__TO DO__. Take the line that contains "Consider the photo above. For every instance of the goal" and every line after it in the material below, and quote them exactly.

__MATERIAL__.
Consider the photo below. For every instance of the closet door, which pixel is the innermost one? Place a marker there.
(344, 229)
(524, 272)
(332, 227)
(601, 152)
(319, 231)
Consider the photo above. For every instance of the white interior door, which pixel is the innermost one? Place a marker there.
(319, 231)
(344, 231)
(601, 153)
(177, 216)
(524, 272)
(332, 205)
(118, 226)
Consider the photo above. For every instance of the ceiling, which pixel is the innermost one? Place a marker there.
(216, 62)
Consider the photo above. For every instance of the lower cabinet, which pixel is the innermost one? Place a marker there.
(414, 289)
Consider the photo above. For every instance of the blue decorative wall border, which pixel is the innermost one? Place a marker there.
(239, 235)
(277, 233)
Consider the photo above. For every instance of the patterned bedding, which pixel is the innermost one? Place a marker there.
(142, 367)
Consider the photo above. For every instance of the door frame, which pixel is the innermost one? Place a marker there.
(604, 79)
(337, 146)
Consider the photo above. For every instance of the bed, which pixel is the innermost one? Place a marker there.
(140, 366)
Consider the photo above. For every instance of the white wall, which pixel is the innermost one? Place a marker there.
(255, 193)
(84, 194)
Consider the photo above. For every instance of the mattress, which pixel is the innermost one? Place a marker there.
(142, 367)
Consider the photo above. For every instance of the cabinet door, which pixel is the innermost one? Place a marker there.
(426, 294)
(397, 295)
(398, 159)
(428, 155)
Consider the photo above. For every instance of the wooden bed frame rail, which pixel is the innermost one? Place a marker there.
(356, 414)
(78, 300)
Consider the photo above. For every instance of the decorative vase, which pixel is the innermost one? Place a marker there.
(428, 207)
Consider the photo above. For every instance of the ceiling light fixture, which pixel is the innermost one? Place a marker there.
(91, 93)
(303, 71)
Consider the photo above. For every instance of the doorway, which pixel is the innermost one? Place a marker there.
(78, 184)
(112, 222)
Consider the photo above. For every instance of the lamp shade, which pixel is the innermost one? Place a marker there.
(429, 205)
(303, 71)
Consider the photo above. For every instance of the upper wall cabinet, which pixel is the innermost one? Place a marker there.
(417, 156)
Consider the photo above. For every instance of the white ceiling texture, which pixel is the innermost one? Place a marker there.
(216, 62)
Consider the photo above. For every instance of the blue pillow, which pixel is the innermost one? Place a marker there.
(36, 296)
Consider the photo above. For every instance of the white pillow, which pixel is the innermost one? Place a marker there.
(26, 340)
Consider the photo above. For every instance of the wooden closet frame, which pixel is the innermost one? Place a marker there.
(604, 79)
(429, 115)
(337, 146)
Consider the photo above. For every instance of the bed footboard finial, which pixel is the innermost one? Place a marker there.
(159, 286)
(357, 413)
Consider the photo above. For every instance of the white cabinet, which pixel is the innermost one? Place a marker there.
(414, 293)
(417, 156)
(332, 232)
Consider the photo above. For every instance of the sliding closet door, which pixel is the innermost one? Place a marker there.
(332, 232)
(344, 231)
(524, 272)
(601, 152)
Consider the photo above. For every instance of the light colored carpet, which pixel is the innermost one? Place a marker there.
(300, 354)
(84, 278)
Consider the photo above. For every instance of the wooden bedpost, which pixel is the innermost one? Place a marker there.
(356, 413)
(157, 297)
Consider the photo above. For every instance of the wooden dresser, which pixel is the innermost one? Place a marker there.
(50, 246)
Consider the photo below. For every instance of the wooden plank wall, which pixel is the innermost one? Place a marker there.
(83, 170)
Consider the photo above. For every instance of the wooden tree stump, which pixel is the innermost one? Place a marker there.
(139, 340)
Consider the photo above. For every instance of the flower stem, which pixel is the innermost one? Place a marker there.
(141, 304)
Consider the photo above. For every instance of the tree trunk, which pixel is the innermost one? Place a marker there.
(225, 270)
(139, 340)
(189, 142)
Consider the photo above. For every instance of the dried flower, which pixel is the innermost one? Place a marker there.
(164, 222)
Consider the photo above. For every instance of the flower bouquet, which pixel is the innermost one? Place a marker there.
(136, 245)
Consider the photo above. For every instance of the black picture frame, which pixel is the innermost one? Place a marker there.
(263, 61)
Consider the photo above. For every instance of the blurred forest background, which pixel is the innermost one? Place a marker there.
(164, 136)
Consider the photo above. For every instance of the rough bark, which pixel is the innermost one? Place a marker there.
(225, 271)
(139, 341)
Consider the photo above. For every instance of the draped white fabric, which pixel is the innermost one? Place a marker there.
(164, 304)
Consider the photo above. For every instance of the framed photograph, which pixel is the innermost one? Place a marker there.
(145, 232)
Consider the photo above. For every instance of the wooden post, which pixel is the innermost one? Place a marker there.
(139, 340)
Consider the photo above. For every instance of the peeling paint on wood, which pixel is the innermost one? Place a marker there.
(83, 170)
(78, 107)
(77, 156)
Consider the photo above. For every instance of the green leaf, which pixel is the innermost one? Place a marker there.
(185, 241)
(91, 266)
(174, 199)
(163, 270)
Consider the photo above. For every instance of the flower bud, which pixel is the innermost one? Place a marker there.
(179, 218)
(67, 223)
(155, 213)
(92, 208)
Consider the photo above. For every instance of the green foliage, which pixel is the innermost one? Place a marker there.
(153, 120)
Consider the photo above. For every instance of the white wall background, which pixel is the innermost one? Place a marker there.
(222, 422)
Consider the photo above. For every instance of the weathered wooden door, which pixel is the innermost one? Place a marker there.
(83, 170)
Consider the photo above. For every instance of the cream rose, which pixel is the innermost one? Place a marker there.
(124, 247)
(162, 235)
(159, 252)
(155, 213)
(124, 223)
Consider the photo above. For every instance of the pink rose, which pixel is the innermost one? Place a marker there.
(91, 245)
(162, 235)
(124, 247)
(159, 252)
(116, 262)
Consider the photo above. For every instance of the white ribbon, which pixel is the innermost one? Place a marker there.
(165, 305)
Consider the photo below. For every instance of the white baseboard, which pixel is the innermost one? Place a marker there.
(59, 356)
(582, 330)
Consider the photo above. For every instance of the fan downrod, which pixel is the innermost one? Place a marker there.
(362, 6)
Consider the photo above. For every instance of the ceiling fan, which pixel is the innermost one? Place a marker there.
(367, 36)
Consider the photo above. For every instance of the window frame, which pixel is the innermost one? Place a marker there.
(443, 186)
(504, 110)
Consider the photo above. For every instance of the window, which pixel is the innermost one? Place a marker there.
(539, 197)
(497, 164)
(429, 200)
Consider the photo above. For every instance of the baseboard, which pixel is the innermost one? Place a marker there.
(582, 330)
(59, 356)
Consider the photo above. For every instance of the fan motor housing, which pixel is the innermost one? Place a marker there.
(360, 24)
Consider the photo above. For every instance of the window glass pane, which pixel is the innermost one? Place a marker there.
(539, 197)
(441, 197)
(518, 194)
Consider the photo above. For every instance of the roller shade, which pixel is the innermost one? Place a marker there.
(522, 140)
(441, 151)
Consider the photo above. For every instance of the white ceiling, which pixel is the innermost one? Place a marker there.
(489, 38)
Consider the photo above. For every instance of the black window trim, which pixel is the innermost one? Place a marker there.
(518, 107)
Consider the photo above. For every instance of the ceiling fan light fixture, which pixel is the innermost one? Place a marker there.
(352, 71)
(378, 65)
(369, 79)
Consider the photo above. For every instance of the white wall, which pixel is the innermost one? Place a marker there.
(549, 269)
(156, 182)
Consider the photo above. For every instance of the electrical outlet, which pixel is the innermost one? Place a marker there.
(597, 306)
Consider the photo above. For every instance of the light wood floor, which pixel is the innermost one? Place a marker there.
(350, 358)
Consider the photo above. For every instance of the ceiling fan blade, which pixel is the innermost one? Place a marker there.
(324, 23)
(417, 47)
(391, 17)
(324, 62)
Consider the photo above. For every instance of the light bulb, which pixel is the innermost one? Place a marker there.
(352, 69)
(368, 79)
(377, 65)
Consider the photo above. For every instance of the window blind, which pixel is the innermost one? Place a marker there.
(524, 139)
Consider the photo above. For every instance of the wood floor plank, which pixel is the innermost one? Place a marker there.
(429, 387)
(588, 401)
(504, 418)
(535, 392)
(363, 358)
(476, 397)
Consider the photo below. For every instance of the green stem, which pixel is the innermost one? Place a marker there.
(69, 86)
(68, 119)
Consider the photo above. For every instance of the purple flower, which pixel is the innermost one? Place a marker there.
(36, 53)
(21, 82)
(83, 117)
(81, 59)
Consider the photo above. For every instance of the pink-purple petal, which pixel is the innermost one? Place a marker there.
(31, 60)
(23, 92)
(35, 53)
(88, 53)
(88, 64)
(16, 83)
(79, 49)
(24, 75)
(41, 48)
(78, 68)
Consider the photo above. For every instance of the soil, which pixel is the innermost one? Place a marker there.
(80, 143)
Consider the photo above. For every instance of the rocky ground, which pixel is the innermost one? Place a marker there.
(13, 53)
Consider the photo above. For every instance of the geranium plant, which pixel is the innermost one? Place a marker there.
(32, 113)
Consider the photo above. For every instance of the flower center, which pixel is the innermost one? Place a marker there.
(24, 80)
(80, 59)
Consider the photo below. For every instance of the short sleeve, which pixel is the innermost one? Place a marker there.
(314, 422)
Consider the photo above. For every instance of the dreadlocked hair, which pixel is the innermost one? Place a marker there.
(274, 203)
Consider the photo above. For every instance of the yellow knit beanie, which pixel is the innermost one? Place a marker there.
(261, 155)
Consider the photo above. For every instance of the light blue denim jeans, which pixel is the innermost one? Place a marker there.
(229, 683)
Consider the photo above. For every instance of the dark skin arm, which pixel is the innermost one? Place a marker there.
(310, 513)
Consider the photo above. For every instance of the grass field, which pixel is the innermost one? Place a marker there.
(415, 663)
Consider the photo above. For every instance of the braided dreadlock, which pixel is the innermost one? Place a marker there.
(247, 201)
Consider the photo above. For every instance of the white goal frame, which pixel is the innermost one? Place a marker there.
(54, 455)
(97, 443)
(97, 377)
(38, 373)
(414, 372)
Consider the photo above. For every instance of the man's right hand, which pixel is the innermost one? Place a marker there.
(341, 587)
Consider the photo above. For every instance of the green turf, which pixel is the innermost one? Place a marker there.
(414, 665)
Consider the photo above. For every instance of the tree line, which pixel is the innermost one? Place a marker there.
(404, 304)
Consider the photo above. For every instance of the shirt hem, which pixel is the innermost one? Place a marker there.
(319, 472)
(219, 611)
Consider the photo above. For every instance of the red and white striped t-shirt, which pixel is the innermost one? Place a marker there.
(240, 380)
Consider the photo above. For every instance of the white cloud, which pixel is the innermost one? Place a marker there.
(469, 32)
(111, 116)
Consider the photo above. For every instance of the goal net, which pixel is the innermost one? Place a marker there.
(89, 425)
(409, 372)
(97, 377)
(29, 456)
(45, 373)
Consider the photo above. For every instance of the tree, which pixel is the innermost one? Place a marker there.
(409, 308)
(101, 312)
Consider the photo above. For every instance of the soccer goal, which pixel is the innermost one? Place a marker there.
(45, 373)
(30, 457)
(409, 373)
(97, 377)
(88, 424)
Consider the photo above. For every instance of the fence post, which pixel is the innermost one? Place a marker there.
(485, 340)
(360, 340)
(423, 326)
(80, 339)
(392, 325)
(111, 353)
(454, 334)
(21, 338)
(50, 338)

__REPLY TO THE EXERCISE__.
Consider the photo above. For every instance of the goal net, which pixel is the innermost one? Place a marker there.
(89, 425)
(409, 372)
(97, 377)
(29, 456)
(45, 373)
Consider the photo above. For every instance of the tree, which pixel is the innermost one? Place a marker there.
(409, 308)
(101, 312)
Consider the photo above. For every instance of the soccer goal, which pixel is the innermost one? Place a marker there.
(45, 373)
(30, 457)
(409, 373)
(97, 377)
(88, 424)
Consider the photo above. For every instance of the fence post, which pixel is the innermost one? Place a marker there.
(485, 340)
(360, 340)
(423, 326)
(80, 339)
(392, 325)
(111, 353)
(454, 334)
(21, 338)
(50, 338)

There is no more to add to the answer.